[PASSAGE PROVIDED]:
(Adnkronos) – Warfare that deploys nuclear weapons “is a crime against humanity”, Italy’s president Sergio Mattarella wrote on the 80th anniversary of the United States’ bombing of the Japanese city of Hiroshima at the end of World War II.
“Today, in a global scenario marked by wars, growing tensions and conflicts, it must be strongly underlined that the use or even the threat of introducing nuclear weapons into armed conflicts can only be considered a crime against humanity,” Mattarella wrote in a statement.
“The global architecture of disarmament and non-proliferation of nuclear weapons, one of the cornerstones of the multilateral system painstakingly built after the Second World War, cannot be jettisoned, with the risk of further escalating hostilities,” the statement continued.

[INFORMATION PROVIDED]:
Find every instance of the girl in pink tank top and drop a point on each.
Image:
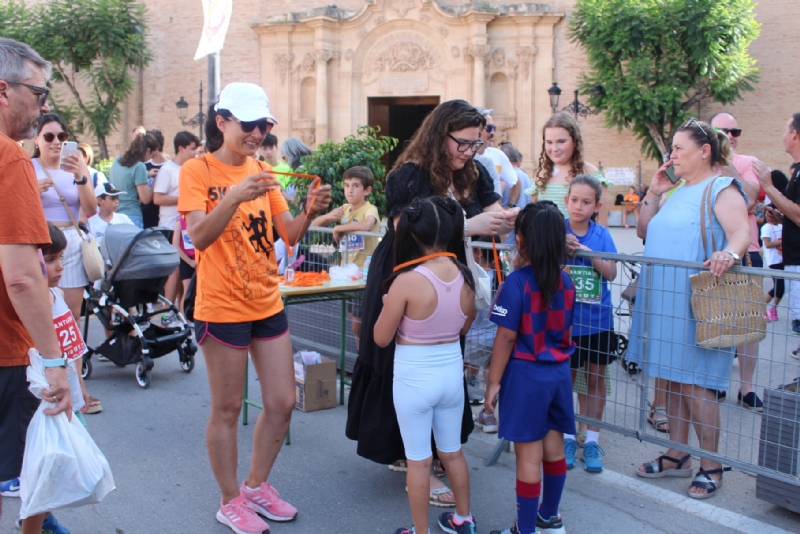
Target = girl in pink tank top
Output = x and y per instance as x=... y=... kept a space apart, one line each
x=430 y=302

[REQUIRED WORK]:
**a)** In the article on Sergio Mattarella's Hiroshima statement, what does he call one of the cornerstones of the multilateral system built after the Second World War?
**b)** Extend the article about Mattarella's Hiroshima anniversary statement with the next few sentences.

[ACTIVITY ANSWERS]:
**a)** The global architecture of disarmament and non-proliferation of nuclear weapons.

**b)**
“Fifty years after the ratification of the Non-Proliferation Treaty (NPT), Italy reiterates its goal of a world free of nuclear weapons and the boosting to maximum strength of the international watchdogs created for this purpose,” the statement added.
The uranium bomb dropped on Hiroshima on 6 August 1945 and the plutonium bomb unleashed by the US on the Japanese city of Nagasaki three days later were “apocalyptic experiences” that “sowed death and destruction on a previously unknown scale” and which represent “an unforgettable warning for humanity,” Mattarella wrote.